§ STUDIEVRAGEN
1. Vat in het verslag van de cliënte de alinea die begint met "Toen mijn dochter geboren moest worden" beknopter samen en behoud de belangrijkste feiten.
2. Schrijf uit het verslag van de cliënte woordelijk over wat begint bij "Verslag van een" en doorloopt tot en met "aangeraakt te worden.".

§ AANGELEVERDE TEKST

= = =

Verslag van een cliënte zelf:
Bij mijn geboorte ben ik niet in de armen van mijn moeder gelegd omdat zij te uitgeput was, maar ben ik gewassen en in de wieg gelegd. Als kind heb ik veel last van middenoorontsteking gehad, wat op driejarige leeftijd uitmuntte in een zodanige ontsteking dat ik acuut geopereerd moest worden.
Mijn moeder knuffelde ons zelden. Ook in mijn huwelijk was lichamelijke aanraking geen vanzelfsprekendheid.
Ik zei wel eens: ik heb huidhonger. Daarmee bedoelde ik dat mijn lichaam vroeg om aangeraakt te worden.
Toen mijn dochter geboren moest worden kreeg ik een infuus, wat niet leek aan te slaan. Ook bij de hoogste dosering kwam er geen wee. In eerste instantie vermoedde de arts een defect aan de infuuspomp. Maar na drie pompen bleek het echt aan mij te liggen. Toen ik een aantal uren aan de pomp gelegen had, stormden de weeen los.

= = =

§ DATASETFRAGMENTEN
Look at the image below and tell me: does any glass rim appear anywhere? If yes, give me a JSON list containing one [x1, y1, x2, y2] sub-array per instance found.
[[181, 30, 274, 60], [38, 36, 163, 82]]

= = =

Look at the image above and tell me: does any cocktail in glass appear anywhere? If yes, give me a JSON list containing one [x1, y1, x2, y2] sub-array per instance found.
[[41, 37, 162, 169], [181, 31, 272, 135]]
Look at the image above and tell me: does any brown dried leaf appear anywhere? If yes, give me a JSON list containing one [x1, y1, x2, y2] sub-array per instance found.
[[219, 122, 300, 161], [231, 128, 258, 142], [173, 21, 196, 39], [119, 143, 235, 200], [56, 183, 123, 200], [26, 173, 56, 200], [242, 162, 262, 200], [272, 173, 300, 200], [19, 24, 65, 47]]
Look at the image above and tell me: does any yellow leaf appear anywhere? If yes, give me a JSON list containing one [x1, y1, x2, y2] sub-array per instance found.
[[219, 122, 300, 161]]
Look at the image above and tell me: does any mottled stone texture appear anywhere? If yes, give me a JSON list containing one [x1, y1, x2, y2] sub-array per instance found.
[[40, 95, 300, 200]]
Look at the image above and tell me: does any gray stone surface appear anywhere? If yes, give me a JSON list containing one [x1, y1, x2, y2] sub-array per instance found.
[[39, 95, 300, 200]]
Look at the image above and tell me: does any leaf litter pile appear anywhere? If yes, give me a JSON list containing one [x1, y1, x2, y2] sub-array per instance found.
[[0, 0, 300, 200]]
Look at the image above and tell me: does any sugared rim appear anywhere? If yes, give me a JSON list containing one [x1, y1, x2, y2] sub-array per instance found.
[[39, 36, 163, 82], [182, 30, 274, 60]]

= = =

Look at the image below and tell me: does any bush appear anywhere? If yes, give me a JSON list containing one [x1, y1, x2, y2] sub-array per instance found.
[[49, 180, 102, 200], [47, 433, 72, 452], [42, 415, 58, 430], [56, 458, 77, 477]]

= = =

§ JOUW ANTWOORDEN
1. Bij de bevalling van mijn dochter kreeg ik een infuus, maar zelfs op de hoogste dosering kwamen er geen weeën. De arts dacht eerst aan een defecte pomp. Na drie pompen bleek het echter aan mij te liggen. Nadat ik enkele uren aan de pomp had gelegen, kwamen de weeën ineens op gang.

2.
Verslag van een cliënte zelf:
Bij mijn geboorte ben ik niet in de armen van mijn moeder gelegd omdat zij te uitgeput was, maar ben ik gewassen en in de wieg gelegd. Als kind heb ik veel last van middenoorontsteking gehad, wat op driejarige leeftijd uitmuntte in een zodanige ontsteking dat ik acuut geopereerd moest worden.
Mijn moeder knuffelde ons zelden. Ook in mijn huwelijk was lichamelijke aanraking geen vanzelfsprekendheid.
Ik zei wel eens: ik heb huidhonger. Daarmee bedoelde ik dat mijn lichaam vroeg om aangeraakt te worden.